◆ Stated task:
Return the records in full, exactly as given.

Location labeling records:
>> begin

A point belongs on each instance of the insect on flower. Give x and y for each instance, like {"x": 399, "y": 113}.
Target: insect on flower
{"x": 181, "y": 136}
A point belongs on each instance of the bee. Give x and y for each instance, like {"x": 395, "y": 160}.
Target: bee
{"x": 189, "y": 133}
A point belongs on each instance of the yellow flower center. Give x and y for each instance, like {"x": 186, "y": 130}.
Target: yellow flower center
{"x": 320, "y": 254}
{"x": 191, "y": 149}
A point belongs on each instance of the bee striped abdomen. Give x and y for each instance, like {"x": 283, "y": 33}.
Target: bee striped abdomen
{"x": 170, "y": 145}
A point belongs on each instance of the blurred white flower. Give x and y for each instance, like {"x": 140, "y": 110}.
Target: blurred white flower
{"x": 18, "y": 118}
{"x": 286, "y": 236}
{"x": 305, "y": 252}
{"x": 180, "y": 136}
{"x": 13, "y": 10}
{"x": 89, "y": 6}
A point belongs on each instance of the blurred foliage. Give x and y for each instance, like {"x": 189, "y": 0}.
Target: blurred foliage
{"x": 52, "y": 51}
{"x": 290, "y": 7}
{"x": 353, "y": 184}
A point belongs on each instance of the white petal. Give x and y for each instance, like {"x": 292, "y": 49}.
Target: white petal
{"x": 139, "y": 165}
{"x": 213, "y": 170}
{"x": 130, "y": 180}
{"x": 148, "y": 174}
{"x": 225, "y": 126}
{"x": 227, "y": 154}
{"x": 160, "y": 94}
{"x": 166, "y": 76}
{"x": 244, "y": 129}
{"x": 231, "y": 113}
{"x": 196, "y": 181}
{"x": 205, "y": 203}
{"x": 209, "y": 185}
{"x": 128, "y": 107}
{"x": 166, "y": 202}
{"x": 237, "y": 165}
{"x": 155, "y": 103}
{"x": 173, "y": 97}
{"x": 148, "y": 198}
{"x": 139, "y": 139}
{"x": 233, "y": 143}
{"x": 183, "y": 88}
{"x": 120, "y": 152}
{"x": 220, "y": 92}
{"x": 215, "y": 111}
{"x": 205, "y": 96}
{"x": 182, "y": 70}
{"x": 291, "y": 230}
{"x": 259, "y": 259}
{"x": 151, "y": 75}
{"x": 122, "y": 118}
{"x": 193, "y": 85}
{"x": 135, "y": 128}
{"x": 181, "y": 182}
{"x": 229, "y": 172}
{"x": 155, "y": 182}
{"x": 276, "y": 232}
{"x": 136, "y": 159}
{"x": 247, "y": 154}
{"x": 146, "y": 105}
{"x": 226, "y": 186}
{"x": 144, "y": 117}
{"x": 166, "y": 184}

>> end

◆ Response below:
A point belongs on each instance of the insect on flower. Give x and y for each instance, like {"x": 399, "y": 113}.
Target: insect on flower
{"x": 181, "y": 136}
A point belongs on each instance of the bee. Give x and y for each instance, like {"x": 395, "y": 160}.
Target: bee
{"x": 189, "y": 133}
A point belongs on each instance of the yellow flower center. Give x and y for each instance, like {"x": 186, "y": 130}.
Target: yellow flower center
{"x": 320, "y": 254}
{"x": 191, "y": 149}
A point belongs on each instance of the bee striped abdomen. Give x and y for each instance, like {"x": 283, "y": 33}.
Target: bee striped abdomen
{"x": 170, "y": 145}
A point belongs on each instance of the blurred white flower. Give x and y for each instance, like {"x": 140, "y": 110}.
Target: blurred white flower
{"x": 18, "y": 118}
{"x": 286, "y": 236}
{"x": 305, "y": 252}
{"x": 180, "y": 136}
{"x": 13, "y": 10}
{"x": 89, "y": 6}
A point belongs on each instance of the blurred foliage. Give x and y for each instance, like {"x": 189, "y": 0}.
Target: blurred foliage
{"x": 52, "y": 51}
{"x": 290, "y": 7}
{"x": 353, "y": 184}
A point belongs on each instance of the white petal. Give x and y for each instance, like {"x": 292, "y": 49}.
Target: white petal
{"x": 139, "y": 165}
{"x": 213, "y": 170}
{"x": 130, "y": 180}
{"x": 148, "y": 174}
{"x": 225, "y": 126}
{"x": 227, "y": 154}
{"x": 160, "y": 94}
{"x": 166, "y": 76}
{"x": 244, "y": 129}
{"x": 231, "y": 113}
{"x": 196, "y": 181}
{"x": 205, "y": 203}
{"x": 209, "y": 185}
{"x": 128, "y": 107}
{"x": 166, "y": 202}
{"x": 237, "y": 165}
{"x": 155, "y": 103}
{"x": 173, "y": 97}
{"x": 148, "y": 198}
{"x": 139, "y": 139}
{"x": 233, "y": 143}
{"x": 183, "y": 88}
{"x": 120, "y": 152}
{"x": 220, "y": 92}
{"x": 215, "y": 111}
{"x": 205, "y": 96}
{"x": 182, "y": 70}
{"x": 291, "y": 230}
{"x": 259, "y": 259}
{"x": 151, "y": 75}
{"x": 122, "y": 118}
{"x": 193, "y": 85}
{"x": 135, "y": 128}
{"x": 181, "y": 182}
{"x": 229, "y": 172}
{"x": 155, "y": 182}
{"x": 276, "y": 232}
{"x": 136, "y": 159}
{"x": 247, "y": 154}
{"x": 146, "y": 105}
{"x": 226, "y": 186}
{"x": 144, "y": 117}
{"x": 166, "y": 184}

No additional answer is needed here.